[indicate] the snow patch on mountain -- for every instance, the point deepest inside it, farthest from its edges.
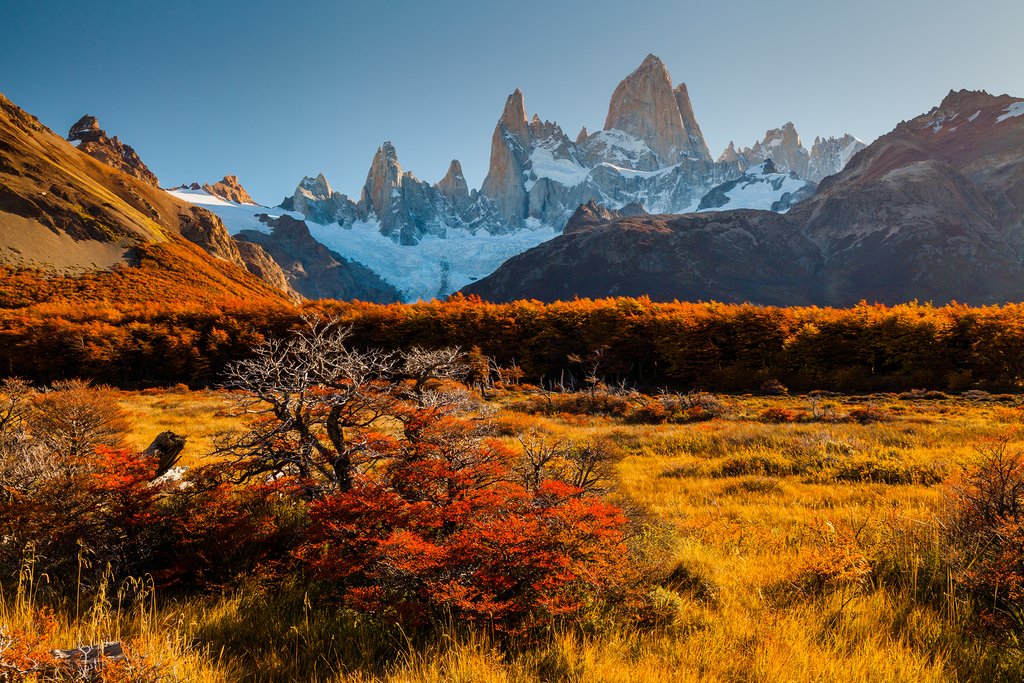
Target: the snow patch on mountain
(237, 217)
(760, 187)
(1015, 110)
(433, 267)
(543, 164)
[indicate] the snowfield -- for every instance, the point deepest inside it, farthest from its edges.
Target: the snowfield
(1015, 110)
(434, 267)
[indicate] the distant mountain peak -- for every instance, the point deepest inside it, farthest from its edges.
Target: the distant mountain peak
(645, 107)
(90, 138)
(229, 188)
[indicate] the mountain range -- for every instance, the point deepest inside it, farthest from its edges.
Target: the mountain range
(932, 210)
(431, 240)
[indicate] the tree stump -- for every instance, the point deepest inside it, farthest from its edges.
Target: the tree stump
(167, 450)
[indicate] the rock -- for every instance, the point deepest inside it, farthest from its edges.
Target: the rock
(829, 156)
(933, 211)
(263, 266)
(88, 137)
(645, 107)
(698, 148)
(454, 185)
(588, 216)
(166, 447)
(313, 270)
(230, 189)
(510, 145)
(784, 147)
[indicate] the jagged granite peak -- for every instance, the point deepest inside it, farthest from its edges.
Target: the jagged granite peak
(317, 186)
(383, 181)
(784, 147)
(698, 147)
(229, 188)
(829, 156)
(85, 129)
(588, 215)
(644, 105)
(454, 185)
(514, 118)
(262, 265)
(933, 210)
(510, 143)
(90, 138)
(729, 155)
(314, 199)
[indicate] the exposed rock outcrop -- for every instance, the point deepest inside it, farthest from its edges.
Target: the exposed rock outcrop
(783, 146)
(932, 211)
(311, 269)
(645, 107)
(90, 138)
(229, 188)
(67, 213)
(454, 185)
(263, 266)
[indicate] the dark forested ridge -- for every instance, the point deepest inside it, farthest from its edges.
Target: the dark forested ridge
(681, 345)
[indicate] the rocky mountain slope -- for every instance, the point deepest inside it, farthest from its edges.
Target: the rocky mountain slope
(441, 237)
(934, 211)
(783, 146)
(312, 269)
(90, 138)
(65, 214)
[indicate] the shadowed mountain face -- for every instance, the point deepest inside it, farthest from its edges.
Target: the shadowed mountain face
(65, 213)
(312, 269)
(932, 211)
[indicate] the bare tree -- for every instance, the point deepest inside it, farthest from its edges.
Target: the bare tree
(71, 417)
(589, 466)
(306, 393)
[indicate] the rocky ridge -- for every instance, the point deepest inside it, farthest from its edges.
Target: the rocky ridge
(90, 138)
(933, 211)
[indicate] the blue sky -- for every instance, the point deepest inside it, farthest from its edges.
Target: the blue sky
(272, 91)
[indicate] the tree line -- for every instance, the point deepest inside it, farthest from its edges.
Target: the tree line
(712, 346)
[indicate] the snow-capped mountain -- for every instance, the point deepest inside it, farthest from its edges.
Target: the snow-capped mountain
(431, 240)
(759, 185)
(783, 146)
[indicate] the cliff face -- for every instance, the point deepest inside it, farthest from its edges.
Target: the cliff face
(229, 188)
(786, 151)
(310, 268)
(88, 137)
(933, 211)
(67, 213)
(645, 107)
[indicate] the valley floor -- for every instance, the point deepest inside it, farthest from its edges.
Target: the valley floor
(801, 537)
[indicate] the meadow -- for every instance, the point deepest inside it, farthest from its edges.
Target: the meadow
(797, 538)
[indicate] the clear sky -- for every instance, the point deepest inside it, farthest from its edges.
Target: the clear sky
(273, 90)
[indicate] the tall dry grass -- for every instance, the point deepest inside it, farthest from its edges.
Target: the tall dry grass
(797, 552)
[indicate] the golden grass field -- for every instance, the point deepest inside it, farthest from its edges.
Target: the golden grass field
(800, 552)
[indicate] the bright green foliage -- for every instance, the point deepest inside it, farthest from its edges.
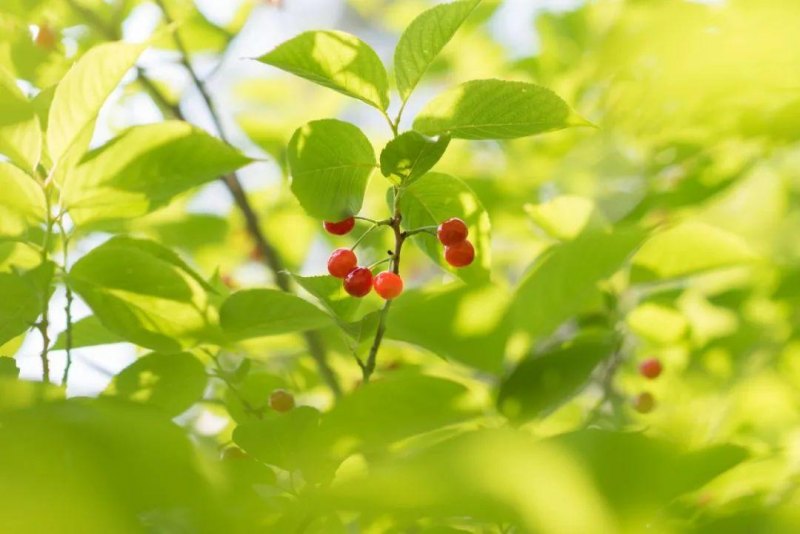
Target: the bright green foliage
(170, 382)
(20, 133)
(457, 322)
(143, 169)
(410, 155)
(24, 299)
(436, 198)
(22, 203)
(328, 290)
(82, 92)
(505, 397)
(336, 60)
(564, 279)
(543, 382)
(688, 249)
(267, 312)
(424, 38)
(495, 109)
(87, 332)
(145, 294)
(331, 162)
━━━━━━━━━━━━━━━━
(Aim of the task):
Every entry above is to be set down exactly; the pictures are to be left out.

(The reply):
[indicate] the snow patch on mountain -- for every instance, the point deepest inside it, farthest from its edges.
Target: the snow patch on mountain
(237, 217)
(760, 187)
(1015, 110)
(433, 267)
(543, 164)
[indicate] the snowfield -- for every instance, the point deepest inside it, farthest from its edges.
Target: the snowfield
(1015, 110)
(434, 267)
[indicate] the distant mountain peak -- for every instance, the point deepest inside it, farthest from its edges.
Target: the distant mountain peak
(645, 107)
(90, 138)
(229, 188)
[indicate] the mountain range -- for every instance, the point deepest inside it, farthest from its edges.
Target: the mountain range
(932, 210)
(431, 240)
[indicate] the tree stump -- for every instance, the point deepest inside it, farthest from its edges.
Target: the tree stump
(167, 450)
[indicate] the rock -- for every instance, the point deepest inside it, farthest from its edges.
Target: the rock
(829, 156)
(933, 211)
(263, 266)
(88, 137)
(645, 107)
(698, 148)
(454, 185)
(588, 216)
(166, 447)
(313, 270)
(230, 189)
(510, 145)
(784, 147)
[indicate] the jagged granite peak -- for every instance, the point deepest inside it, farthest from its edges.
Target: the jagged granite peak
(317, 186)
(383, 181)
(784, 147)
(698, 147)
(229, 188)
(829, 156)
(85, 129)
(588, 215)
(644, 105)
(454, 185)
(514, 118)
(262, 265)
(933, 210)
(510, 143)
(90, 138)
(729, 155)
(314, 199)
[indicate] the exposed rock outcrop -- for every instance, the point deepest inside it, farthest from its edges.
Target: the exposed rock outcrop
(783, 146)
(932, 211)
(311, 269)
(645, 107)
(90, 138)
(229, 188)
(67, 213)
(454, 185)
(263, 266)
[indicate] the dark forested ridge -- for every instance, the point deepest inside it, farthest from its edges.
Target: the dark forested ridge
(681, 345)
[indicate] the rocky mountain slope -- for every instance, the point deepest inside it, farthest from its edges.
Target: the rocky mountain slope
(441, 237)
(934, 211)
(783, 146)
(312, 269)
(90, 138)
(65, 214)
[indicate] the shadowed mountain face -- for every instance, the point deepest inside it, farthest from its edges.
Target: the shadowed mountain face
(65, 213)
(312, 269)
(932, 211)
[indicate] the bare tree -- for every instance, the point deepest inside it, farthest from its edges.
Target: the bare tree
(71, 417)
(589, 466)
(306, 393)
[indicate] the rocky ridge -- for every instance, the point deepest inside it, farthest from its edges.
Target: the rocky ridge
(90, 138)
(933, 211)
[indicate] the blue sky -- for every instance, the point deepest inside it, farthest from its edges.
Target: the blue sky
(272, 91)
[indicate] the tree line -- for every instance, the point deepest inside it, farthest from its edges.
Target: the tree line
(712, 346)
[indicate] the snow-capped mountain -- for every instance, the point deepest inside it, farthest from its edges.
Target: the snow-capped mountain
(431, 240)
(759, 185)
(783, 146)
[indicate] the cliff face -- for every instance, the point deepest inside it, farthest from its edges.
Target: the cliff face
(229, 188)
(786, 151)
(310, 268)
(88, 137)
(933, 211)
(67, 213)
(645, 107)
[indicate] the valley floor -- for every instance, the point deepest inside it, farthest from its edges.
Target: the valley floor
(801, 537)
[indicate] the meadow -- for every instance, the point deepest inside it, farthest from its edges.
Target: the meadow
(797, 538)
[indicate] the clear sky -- for every instance, the point deepest inside it, farthest from its edges.
Target: the clear sky
(273, 90)
[indicate] the tall dry grass -- for every instance, the point deepest inside it, farthest from its edges.
Target: the tall dry grass
(797, 552)
[indicate] the golden grass field -- for every instance, the point deepest inside it, farthest from its edges.
Target: the golden grass field
(800, 552)
[indicate] the bright green foliage -- for every instance, the point deepest inside it, farthest from its edges.
Target: the bright green foliage
(170, 382)
(20, 133)
(457, 322)
(143, 169)
(410, 155)
(24, 299)
(436, 198)
(22, 203)
(328, 290)
(82, 92)
(505, 397)
(336, 60)
(564, 279)
(543, 382)
(688, 249)
(267, 312)
(424, 38)
(495, 109)
(87, 332)
(145, 294)
(331, 162)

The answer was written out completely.